Extract to read
+--
Post THON Feels

46 Hours. No Sleeping. No Sitting. Dance Marathon.

It was finally there, right in front of me. The moment we anticipated all year.  My captain called all of us who had never experienced THON before to the front of the line as we geared up to enter the magic of the Bryce Jordan Center floor for the first time that weekend.  Chills overtook my body as my wide blue eyes captured the vibrant lights flashing colors of the rainbow. Eager dancers stretched all around the floor as they waited for the count down to Stand up to Cancer. I searched nearly the whole BJC floor looking for my dancer, John (crazy right? coincidence? I think not.. I know John is always with me). Trying not to step on dancers, mean while soaking in every square inch of the energetic BJC, I continued to search finally discovering him in the far corner.  Excited, nervous and emotional the countdown began and we all stood up and embraced the anticipation of what was soon to be life changing.

Each shift I entered the floor, I had a completely unique experience from the preceding one.  Playing with THON children, water gun fights, blowing bubbles, dancing like no one is watching, no one was a stranger, we were all one. For the first time since I’ve been at Penn State, I was in a room with thousands of people, strangers at one point, but in the magic of the BJC, we were all friends.  For the first time since I’ve been here, I was not lonely in a crowded room.  I felt alive.
+--
Dataset
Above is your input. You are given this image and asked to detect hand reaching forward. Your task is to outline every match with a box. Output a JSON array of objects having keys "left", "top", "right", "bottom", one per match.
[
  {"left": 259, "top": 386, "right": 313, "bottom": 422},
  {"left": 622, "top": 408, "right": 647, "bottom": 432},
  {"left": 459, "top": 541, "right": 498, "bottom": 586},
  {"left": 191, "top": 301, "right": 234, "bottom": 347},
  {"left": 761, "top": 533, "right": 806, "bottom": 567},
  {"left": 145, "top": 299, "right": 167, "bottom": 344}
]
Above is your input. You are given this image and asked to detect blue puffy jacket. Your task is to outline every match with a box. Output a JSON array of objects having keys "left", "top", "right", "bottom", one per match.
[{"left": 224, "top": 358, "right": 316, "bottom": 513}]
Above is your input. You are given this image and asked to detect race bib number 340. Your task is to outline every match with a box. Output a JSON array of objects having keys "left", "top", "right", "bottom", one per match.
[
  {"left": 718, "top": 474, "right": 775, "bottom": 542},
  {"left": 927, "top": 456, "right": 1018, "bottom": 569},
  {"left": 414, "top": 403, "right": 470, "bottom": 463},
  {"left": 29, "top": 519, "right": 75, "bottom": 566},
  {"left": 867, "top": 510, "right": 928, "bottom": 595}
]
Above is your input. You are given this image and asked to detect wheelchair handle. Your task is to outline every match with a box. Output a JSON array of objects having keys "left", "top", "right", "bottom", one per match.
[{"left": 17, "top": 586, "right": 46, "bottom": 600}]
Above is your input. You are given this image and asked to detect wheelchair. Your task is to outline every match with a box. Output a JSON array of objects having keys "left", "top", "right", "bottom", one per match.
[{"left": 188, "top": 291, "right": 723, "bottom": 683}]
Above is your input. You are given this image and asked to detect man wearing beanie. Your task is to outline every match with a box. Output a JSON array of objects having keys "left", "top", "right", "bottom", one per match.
+--
Required action
Copy the part of the THON post that opens with the words containing "Each shift I" and closes with "room.  I felt alive.". Rely only on the text for what comes next.

Result
Each shift I entered the floor, I had a completely unique experience from the preceding one.  Playing with THON children, water gun fights, blowing bubbles, dancing like no one is watching, no one was a stranger, we were all one. For the first time since I’ve been at Penn State, I was in a room with thousands of people, strangers at one point, but in the magic of the BJC, we were all friends.  For the first time since I’ve been here, I was not lonely in a crowded room.  I felt alive.